=== Dataset records ===

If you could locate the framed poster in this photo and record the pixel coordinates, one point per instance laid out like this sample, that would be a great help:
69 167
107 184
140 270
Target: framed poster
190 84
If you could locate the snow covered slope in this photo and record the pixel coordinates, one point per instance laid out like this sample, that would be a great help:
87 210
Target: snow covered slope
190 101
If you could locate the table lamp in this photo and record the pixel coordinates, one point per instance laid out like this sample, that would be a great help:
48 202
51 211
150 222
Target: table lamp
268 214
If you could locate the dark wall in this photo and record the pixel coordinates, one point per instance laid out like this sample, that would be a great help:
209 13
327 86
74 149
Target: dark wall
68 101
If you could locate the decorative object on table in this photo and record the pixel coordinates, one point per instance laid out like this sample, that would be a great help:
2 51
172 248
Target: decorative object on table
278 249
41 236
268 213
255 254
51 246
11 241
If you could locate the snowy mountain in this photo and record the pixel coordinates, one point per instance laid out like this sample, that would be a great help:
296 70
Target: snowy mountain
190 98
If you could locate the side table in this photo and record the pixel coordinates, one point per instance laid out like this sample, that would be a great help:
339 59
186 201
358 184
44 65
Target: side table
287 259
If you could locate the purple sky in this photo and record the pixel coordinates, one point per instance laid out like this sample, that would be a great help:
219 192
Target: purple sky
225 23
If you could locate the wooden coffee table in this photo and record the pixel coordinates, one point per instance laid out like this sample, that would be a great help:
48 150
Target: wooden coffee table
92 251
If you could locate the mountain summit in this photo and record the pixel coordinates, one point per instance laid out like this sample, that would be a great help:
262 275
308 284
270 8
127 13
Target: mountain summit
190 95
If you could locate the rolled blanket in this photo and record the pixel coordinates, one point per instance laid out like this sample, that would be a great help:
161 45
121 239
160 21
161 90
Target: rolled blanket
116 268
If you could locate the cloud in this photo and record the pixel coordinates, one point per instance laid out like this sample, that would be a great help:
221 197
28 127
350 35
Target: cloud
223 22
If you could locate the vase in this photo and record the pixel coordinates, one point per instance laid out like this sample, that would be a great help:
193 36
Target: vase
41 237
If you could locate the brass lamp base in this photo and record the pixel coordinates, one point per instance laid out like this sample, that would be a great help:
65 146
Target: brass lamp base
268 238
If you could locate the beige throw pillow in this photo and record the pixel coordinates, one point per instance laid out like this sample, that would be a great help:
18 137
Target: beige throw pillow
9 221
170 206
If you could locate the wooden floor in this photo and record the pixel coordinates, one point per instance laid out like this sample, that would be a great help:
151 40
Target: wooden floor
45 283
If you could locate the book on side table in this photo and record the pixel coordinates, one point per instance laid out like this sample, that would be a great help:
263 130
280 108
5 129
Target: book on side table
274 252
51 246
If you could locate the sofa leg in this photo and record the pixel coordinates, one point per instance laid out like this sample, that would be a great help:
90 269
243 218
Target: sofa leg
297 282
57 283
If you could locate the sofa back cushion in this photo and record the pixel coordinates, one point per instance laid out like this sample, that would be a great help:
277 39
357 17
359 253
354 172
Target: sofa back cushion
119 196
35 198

===

Prompt —
Reproduce verbatim the portion of the records that opens with the line containing "If you could locate the sofa leg" and continues through the end of the records, including both ends.

The answer —
If you could locate the sofa leg in this photo and record the pixel coordinates, one point per instance laid out like this sample, that would be a great help:
90 269
243 218
Target: sofa leg
297 282
57 283
If you could locate the sofa back cushion in this photo and record the pixel coordinates, one point per instance laid out like this sample, that would be a great help:
277 39
357 17
359 253
354 172
Target: sofa back cushion
119 196
35 198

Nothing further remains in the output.